- [Records for the task]
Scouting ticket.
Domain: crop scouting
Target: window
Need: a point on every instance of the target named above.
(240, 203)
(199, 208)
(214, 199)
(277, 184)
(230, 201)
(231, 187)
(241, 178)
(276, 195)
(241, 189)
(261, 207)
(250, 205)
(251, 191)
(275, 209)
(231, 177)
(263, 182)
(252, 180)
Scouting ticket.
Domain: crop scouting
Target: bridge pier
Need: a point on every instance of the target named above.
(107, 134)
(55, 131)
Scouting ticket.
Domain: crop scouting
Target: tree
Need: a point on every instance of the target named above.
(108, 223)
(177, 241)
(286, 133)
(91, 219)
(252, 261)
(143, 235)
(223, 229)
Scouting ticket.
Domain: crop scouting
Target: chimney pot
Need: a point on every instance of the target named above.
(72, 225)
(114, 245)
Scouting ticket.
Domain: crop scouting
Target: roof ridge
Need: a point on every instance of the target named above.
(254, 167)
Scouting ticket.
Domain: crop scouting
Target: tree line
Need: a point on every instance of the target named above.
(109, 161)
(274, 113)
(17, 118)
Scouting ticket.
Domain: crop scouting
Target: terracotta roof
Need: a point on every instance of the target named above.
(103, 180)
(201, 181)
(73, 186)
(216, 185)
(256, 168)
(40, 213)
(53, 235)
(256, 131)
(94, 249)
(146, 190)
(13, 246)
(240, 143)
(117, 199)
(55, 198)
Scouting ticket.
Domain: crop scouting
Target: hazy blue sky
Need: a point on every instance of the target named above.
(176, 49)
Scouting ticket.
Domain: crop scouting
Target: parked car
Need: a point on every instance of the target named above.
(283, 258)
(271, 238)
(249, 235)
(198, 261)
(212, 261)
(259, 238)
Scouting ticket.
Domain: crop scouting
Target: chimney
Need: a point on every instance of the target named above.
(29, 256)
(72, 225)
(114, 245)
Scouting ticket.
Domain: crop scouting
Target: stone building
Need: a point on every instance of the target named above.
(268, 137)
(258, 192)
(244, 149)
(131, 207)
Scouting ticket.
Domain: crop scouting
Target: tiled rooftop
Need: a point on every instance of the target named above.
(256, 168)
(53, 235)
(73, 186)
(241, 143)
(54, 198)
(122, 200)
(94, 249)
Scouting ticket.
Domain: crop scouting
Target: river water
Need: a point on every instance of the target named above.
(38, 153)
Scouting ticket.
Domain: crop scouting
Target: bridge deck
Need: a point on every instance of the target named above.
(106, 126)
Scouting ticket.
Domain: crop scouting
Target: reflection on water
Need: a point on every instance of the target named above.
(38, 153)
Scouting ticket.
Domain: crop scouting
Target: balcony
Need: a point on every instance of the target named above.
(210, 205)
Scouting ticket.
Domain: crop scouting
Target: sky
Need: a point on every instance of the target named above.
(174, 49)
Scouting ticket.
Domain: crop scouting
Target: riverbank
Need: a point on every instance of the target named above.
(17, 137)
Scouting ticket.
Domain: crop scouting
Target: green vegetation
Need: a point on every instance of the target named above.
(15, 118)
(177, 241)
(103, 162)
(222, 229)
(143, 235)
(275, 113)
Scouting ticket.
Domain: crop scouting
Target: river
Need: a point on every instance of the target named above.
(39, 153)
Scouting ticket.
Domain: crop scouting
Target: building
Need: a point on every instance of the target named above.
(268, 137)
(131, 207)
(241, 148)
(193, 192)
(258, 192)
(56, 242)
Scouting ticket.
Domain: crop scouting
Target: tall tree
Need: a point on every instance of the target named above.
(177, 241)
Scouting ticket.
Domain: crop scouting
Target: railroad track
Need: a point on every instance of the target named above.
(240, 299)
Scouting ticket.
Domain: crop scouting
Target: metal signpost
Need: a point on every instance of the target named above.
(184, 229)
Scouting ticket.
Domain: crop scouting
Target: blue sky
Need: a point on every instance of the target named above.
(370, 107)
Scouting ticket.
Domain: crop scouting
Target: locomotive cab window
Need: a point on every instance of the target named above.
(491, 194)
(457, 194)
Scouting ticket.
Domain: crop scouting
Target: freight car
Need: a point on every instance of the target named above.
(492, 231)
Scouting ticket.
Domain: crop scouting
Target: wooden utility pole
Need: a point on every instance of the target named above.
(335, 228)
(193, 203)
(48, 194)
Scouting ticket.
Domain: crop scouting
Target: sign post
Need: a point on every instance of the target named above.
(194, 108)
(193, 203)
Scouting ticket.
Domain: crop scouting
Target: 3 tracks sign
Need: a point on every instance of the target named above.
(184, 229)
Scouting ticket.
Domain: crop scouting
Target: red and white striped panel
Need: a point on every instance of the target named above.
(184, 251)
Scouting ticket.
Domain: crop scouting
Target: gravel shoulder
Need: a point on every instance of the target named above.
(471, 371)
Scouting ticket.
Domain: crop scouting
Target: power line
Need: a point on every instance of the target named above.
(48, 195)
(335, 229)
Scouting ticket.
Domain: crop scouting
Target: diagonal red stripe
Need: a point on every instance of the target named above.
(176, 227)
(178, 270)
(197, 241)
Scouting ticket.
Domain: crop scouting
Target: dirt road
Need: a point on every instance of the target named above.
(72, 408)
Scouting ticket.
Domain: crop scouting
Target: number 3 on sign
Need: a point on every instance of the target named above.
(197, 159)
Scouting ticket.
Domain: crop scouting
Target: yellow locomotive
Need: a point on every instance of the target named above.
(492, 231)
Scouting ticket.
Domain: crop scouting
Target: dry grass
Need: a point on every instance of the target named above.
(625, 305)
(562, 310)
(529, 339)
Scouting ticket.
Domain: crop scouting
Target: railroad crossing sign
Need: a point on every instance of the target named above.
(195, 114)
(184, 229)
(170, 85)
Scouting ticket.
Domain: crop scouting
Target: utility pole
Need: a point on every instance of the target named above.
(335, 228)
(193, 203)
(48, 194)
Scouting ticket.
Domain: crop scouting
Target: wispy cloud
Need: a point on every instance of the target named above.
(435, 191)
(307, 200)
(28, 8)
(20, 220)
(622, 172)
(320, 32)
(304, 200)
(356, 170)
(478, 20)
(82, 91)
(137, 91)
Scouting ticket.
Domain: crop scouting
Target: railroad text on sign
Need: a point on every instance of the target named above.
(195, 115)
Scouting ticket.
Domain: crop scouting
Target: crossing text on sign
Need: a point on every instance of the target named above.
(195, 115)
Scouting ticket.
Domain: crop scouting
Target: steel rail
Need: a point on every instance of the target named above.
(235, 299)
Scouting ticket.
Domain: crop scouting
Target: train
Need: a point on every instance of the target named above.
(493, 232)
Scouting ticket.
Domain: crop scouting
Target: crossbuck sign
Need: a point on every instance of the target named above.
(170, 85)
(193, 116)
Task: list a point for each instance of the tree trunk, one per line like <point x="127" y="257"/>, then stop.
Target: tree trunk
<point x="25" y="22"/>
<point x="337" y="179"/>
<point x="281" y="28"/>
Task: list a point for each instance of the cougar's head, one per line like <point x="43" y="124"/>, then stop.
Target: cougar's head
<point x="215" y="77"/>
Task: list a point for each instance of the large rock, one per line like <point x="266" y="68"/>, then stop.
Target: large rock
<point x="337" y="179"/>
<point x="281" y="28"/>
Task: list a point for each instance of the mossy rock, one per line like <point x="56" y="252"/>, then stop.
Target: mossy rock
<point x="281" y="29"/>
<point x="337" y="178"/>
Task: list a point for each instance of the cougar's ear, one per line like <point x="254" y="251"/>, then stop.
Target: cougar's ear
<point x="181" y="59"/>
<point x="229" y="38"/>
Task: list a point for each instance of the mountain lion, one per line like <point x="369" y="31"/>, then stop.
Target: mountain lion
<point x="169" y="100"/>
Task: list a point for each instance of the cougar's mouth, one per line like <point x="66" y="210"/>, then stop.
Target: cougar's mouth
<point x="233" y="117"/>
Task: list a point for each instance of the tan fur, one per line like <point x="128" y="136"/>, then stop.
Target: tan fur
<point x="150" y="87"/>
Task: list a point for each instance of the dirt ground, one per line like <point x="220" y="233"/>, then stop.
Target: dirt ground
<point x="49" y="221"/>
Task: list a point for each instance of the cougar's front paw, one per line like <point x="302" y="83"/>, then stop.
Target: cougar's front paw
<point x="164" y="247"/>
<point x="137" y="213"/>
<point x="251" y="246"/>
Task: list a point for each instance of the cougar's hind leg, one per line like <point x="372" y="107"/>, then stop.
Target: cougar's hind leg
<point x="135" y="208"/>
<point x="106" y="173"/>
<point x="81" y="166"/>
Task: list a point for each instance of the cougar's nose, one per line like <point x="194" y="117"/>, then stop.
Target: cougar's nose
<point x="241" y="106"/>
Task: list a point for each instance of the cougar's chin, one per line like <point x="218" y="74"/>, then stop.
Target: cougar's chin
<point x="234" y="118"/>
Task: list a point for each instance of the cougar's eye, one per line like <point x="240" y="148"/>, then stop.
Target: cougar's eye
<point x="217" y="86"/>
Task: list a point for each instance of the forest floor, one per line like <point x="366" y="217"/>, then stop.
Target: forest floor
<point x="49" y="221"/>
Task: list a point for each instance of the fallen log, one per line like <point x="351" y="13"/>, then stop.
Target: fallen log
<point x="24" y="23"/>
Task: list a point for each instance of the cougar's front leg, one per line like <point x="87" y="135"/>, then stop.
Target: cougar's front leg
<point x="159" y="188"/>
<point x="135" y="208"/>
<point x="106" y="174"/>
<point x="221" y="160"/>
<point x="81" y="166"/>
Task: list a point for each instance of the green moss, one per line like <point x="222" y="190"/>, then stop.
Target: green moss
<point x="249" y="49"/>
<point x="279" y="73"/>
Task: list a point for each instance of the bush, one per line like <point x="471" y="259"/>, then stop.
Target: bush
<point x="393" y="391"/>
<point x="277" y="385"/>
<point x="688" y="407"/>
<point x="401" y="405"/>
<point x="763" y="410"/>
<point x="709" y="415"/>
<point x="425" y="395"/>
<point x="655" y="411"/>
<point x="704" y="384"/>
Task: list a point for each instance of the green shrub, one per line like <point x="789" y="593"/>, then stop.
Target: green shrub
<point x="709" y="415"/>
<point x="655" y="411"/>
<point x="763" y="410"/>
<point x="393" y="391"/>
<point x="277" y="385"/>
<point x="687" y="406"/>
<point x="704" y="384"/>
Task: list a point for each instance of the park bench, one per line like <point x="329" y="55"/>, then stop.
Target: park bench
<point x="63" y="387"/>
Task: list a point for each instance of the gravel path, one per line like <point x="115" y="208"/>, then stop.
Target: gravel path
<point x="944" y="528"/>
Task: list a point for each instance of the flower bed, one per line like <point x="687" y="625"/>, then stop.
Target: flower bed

- [Your task] Rewrite the lines of the records as a JSON list of strings, one string per line and no blank lines, starting at the line that contains "Task: list a point for each instance of the bush, one" and ending at the last line of the records.

- [Problem solution]
[
  "Task: list a point for each instance of the bush, one per line like <point x=\"471\" y=\"259\"/>, then stop.",
  "Target: bush",
  "<point x=\"393\" y=\"391\"/>",
  "<point x=\"277\" y=\"385\"/>",
  "<point x=\"688\" y=\"407\"/>",
  "<point x=\"401\" y=\"405\"/>",
  "<point x=\"763\" y=\"410\"/>",
  "<point x=\"709\" y=\"415\"/>",
  "<point x=\"425\" y=\"395\"/>",
  "<point x=\"655\" y=\"411\"/>",
  "<point x=\"704\" y=\"384\"/>",
  "Task: list a point for each instance of the green shrub, one per line like <point x=\"789\" y=\"593\"/>, then stop.",
  "Target: green shrub",
  "<point x=\"709\" y=\"415\"/>",
  "<point x=\"655\" y=\"411\"/>",
  "<point x=\"763\" y=\"410\"/>",
  "<point x=\"393\" y=\"391\"/>",
  "<point x=\"277\" y=\"385\"/>",
  "<point x=\"687\" y=\"406\"/>",
  "<point x=\"704\" y=\"384\"/>",
  "Task: list a point for each instance of the park bench, one per line like <point x=\"329\" y=\"55\"/>, then stop.",
  "Target: park bench",
  "<point x=\"63\" y=\"387\"/>",
  "Task: list a point for each instance of the gravel path, one per line like <point x=\"115\" y=\"208\"/>, then stop.",
  "Target: gravel path",
  "<point x=\"944\" y=\"528\"/>",
  "Task: list a point for each instance of the flower bed, one per line like <point x=\"687\" y=\"625\"/>, then stop.",
  "Target: flower bed"
]